They made this slight provision for the poor… who suffer greatly.

All the other pieces, the miracles, the resurrection, the promise of returning and the culmination of the age… all of it became proof of the well-message, but from the beginning they weren’t the point (Mark 1:38).  They just proved this truth as more deeply true than anything else.  This is why it is the biggest marvel to me.  It altered me.  So, I believe it all… all the Jesus stuff.

Blessings,

Geoff

Somewhere Out there

Somewhere out there is a person who knows this story is true.  Truth is a big deal to me because I grew up as an exquisite liar.  When I came to faith I found that truth shifted big into my priorities.  It’s been more helpful than not.  This is a true story.

I was told this story over a couple of beers in a little bar in PA by another pastor.  The story didn’t actually take a couple of beers, but it was told and we were sitting there… yeah, you get it.

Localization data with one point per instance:

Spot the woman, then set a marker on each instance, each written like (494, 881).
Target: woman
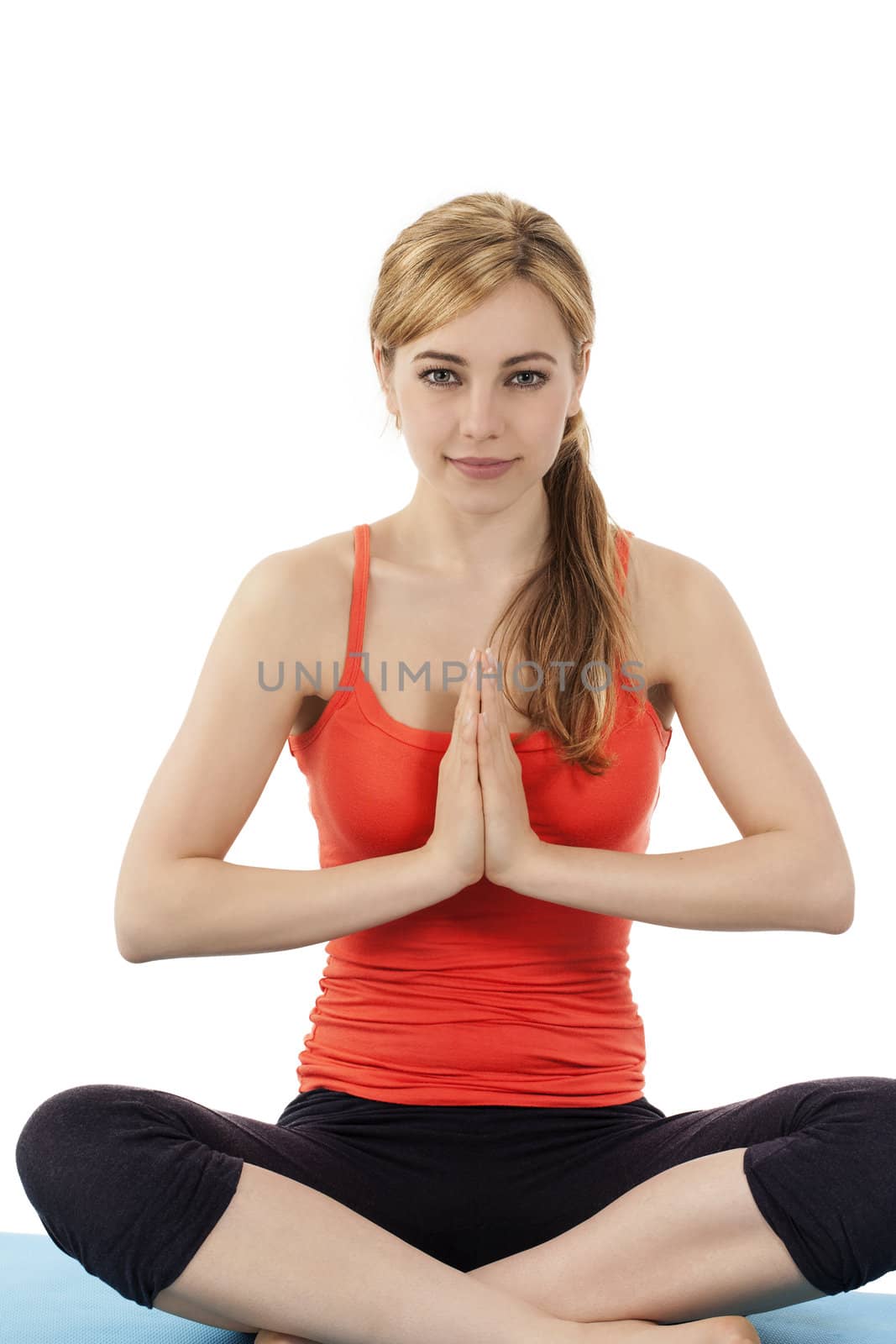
(470, 1153)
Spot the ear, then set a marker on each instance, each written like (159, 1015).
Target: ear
(586, 358)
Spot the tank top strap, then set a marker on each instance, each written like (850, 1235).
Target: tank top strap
(358, 613)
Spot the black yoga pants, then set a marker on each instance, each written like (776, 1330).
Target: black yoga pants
(130, 1180)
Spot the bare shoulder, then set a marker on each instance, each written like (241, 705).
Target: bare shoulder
(316, 571)
(658, 585)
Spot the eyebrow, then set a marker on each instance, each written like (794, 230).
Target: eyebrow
(465, 363)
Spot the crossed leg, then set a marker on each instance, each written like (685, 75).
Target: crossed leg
(689, 1242)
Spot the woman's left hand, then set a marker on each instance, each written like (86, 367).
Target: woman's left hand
(510, 839)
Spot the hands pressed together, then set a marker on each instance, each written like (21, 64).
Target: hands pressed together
(481, 812)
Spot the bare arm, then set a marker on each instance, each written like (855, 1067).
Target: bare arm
(768, 880)
(792, 869)
(177, 895)
(208, 907)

WHAT IS REQUIRED: Rewrite the stretch of the text from "They made this" through "the Jesus stuff.", with "miracles" changed to "wonders".

ANSWER SPACE:
They made this slight provision for the poor… who suffer greatly.

All the other pieces, the wonders, the resurrection, the promise of returning and the culmination of the age… all of it became proof of the well-message, but from the beginning they weren’t the point (Mark 1:38).  They just proved this truth as more deeply true than anything else.  This is why it is the biggest marvel to me.  It altered me.  So, I believe it all… all the Jesus stuff.